Representative Director,

Chairman, President & CEO

KUBOTA Corporation

2-47, Shikitsuhigashi 1-chome,

Naniwa-ku, Osaka 556-8601, Japan

Resolution of the Ordinary General Meeting of Shareholders

We take pleasure in informing you that the followings were duly reported and resolved at the 123rd Ordinary General Meeting of Shareholders held on June 21, 2013.

Matters reported:

 

  1. Business report for the 123rd period (from April 1, 2012 to March 31, 2013), the consolidated financial statements and the non-consolidated financial statements for the 123rd period

 

  2. The results of the audits of the consolidated financial statements by the Independent Auditors and by the Audit & Supervisory Board

Matters resolved:

1st Subject: Matters concerning partial amendments to the Articles of Incorporation

The above proposal was approved and passed as proposed.

 

  (1) The Company newly established the Articles that the Company may enter into an agreement with an Outside Director and Audit & Supervisory Board Member which limits the liability for damages caused by a breach of such Outside Director and Audit & Supervisory Board Member’s duties in accordance with Article 427 of the Corporate Law.

Dataset records on where objects are located:
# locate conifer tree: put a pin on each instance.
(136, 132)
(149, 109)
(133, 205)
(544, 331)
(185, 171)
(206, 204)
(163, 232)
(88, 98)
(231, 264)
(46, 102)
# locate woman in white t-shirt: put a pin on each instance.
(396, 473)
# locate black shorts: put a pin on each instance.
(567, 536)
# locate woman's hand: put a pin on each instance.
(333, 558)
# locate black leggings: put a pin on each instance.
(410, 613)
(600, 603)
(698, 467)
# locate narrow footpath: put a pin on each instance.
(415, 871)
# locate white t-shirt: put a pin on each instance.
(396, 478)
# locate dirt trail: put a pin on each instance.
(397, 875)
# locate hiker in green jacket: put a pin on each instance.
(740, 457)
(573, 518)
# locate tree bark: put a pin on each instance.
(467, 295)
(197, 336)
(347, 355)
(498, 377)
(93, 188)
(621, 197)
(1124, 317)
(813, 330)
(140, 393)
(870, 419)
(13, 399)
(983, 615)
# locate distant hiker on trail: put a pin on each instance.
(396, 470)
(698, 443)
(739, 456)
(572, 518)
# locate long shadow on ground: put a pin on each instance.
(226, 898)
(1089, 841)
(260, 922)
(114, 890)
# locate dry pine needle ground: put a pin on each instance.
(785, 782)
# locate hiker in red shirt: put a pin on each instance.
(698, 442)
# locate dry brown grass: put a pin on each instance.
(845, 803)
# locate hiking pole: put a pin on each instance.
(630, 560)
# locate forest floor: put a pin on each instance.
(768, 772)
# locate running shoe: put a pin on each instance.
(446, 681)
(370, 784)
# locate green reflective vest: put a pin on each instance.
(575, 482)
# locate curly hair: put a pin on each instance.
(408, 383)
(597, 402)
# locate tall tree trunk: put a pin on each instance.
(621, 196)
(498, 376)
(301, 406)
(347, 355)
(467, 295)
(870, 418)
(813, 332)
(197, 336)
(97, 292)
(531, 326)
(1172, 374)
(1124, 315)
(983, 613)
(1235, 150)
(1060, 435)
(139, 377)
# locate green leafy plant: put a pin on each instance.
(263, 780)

PROBLEMS:
1 > List every calendar date given in the Kubota shareholder meeting notice.
2 > Shorten the paragraph beginning "The Company newly established the Articles" in the Kubota shareholder meeting notice, keeping its main facts.
3 > Continue the Kubota shareholder meeting notice from its final sentence.

EXPECTED RESPONSES:
1 >
- June 21, 2013
- April 1, 2012
- March 31, 2013

2 > Under Article 427 of the Corporate Law, the Company added Articles letting it agree with an Outside Director and Audit & Supervisory Board Member to limit their liability for damages from a breach of their duties.

3 >
 

  (2) The Company moved down the numbers of the existing Articles due to the above establishment of new Articles.

2nd Subject: Matters concerning election of 8 Directors

The above proposal was approved and passed as proposed.

Eight persons, namely Messrs. Yasuo Masumoto, Tetsuji Tomita, Satoru Sakamoto, Masatoshi Kimata, Toshihiro Kubo, Shigeru Kimura, Yuzuru Mizuno and Junichi Sato were re-elected.

Messrs. Yuzuru Mizuno and Junichi Sato are outside Directors.

3rd Subject: Matters concerning election of 1 Audit & Supervisory Board Member

The above proposal was approved and passed as proposed.

Mr. Masaharu Kawachi was newly elected.

Mr. Masaharu Kawachi is an outside Audit & Supervisory Board Member.

4th Subject: Matters concerning bonus payments for Directors

The proposal concerning payments of ¥ 138 million of bonuses for 6 Directors (excluding outside Directors) was approved and passed as proposed.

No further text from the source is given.